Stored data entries
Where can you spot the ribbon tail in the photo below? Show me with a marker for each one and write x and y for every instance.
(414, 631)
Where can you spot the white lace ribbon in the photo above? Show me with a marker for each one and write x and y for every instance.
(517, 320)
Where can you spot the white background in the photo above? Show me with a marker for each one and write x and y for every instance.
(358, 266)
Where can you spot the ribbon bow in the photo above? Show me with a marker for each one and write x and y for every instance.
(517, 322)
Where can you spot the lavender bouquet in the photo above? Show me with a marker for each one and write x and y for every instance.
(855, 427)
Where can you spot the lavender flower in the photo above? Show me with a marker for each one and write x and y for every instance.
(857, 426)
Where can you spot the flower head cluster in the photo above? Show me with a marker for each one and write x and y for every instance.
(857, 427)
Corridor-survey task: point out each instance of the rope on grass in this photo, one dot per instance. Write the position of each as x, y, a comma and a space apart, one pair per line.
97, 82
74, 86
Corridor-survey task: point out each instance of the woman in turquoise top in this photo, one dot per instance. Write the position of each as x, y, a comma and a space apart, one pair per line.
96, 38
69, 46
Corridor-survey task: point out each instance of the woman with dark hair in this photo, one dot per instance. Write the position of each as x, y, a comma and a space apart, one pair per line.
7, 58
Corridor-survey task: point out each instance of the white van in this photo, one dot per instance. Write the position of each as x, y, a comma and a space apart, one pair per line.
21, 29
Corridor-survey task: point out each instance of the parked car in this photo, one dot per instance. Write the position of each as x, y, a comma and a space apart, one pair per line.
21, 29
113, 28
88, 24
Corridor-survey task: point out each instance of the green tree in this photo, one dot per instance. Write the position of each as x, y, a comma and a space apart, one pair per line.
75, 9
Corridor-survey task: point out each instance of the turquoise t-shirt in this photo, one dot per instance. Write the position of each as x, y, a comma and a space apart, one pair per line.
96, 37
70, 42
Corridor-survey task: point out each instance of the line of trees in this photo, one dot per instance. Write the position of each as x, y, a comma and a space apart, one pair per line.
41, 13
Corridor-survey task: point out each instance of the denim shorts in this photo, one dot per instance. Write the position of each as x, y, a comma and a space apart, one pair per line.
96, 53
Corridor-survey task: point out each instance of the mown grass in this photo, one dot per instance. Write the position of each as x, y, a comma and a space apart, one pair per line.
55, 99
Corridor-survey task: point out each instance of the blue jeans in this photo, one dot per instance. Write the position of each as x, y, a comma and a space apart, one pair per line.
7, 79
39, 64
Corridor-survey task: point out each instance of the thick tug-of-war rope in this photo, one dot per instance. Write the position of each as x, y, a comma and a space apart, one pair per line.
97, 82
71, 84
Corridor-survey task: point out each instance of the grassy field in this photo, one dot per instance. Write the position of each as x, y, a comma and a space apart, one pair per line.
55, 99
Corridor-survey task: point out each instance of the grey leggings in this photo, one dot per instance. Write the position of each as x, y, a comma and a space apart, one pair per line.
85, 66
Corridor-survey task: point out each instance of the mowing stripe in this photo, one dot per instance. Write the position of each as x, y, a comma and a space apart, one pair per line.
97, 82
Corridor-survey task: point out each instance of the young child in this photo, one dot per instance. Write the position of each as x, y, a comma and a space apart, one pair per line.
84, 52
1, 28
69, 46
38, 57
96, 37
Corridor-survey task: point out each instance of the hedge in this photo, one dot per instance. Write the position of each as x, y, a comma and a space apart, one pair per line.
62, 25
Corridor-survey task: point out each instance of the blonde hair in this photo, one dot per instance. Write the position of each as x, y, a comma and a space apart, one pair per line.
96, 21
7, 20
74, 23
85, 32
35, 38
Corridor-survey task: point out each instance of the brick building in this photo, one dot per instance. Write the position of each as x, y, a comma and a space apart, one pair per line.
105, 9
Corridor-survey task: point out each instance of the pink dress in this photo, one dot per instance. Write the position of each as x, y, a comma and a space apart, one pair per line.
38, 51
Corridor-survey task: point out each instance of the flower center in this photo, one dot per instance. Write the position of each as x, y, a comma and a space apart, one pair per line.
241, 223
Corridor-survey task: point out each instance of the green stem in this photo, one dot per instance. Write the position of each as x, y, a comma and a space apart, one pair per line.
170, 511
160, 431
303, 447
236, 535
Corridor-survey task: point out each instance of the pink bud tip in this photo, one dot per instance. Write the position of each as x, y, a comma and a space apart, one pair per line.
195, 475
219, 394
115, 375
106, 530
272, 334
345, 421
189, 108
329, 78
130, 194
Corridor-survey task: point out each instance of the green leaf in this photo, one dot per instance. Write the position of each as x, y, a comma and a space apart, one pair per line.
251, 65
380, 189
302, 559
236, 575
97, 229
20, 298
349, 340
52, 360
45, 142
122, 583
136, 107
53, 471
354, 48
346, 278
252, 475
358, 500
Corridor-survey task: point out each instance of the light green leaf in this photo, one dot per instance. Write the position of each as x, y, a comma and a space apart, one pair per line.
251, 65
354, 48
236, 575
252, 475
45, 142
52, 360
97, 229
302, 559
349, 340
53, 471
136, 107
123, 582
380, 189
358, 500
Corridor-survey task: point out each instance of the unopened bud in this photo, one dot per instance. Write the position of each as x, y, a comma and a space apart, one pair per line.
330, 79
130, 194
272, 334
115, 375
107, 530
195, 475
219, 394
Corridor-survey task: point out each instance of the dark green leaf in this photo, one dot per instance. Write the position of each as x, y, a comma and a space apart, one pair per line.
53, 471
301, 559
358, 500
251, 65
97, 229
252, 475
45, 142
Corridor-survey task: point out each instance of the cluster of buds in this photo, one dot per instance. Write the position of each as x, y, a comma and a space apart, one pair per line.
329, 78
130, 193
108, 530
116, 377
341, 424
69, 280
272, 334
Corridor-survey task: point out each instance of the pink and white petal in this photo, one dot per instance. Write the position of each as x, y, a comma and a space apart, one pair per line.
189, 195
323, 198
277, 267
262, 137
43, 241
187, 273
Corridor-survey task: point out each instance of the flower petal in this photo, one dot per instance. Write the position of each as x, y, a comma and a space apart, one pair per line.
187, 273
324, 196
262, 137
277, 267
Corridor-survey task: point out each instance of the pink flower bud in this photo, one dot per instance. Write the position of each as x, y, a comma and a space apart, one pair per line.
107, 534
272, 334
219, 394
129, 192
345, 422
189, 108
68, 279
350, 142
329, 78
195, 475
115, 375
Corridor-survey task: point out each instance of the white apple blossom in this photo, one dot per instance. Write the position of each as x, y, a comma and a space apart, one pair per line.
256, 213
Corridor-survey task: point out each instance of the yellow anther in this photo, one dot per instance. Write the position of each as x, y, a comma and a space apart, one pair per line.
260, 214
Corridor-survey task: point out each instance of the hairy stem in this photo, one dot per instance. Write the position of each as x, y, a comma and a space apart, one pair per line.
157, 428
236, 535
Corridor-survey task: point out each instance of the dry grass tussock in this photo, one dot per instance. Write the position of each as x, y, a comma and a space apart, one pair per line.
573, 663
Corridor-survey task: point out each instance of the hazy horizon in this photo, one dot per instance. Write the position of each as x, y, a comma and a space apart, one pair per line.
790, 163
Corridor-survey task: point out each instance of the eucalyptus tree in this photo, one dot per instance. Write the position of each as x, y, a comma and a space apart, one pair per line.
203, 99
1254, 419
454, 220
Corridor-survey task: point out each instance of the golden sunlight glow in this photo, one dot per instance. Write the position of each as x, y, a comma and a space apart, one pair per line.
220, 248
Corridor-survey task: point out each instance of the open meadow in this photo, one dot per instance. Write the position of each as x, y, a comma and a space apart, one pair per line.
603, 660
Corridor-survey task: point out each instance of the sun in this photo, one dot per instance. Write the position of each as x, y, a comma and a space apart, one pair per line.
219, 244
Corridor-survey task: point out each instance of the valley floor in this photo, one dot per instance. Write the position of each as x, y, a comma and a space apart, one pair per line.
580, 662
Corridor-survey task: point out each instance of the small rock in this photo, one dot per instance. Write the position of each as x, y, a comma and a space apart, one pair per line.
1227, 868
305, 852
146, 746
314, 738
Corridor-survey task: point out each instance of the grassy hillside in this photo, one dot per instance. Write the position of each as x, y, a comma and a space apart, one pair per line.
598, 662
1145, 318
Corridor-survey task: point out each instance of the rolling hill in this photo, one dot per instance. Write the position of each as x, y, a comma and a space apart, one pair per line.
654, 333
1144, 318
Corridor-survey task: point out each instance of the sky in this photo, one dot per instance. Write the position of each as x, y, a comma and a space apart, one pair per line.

What is required: Each line from the one containing "Corridor-survey task: point out each instance of the rolling" to the end of the records should be echoed exactly, and no other line.

Written reply:
Corridor-survey task: point out each instance of the rolling hill in this photo, one dot per instance. Write the position of each as x, y, a comma and a space apart, one pair per line.
654, 333
1144, 318
Corridor-survey task: point out each instance of the sky in this photo, one dot per instance. Write the position of each as x, y, a comma and a space apart, one pair per line.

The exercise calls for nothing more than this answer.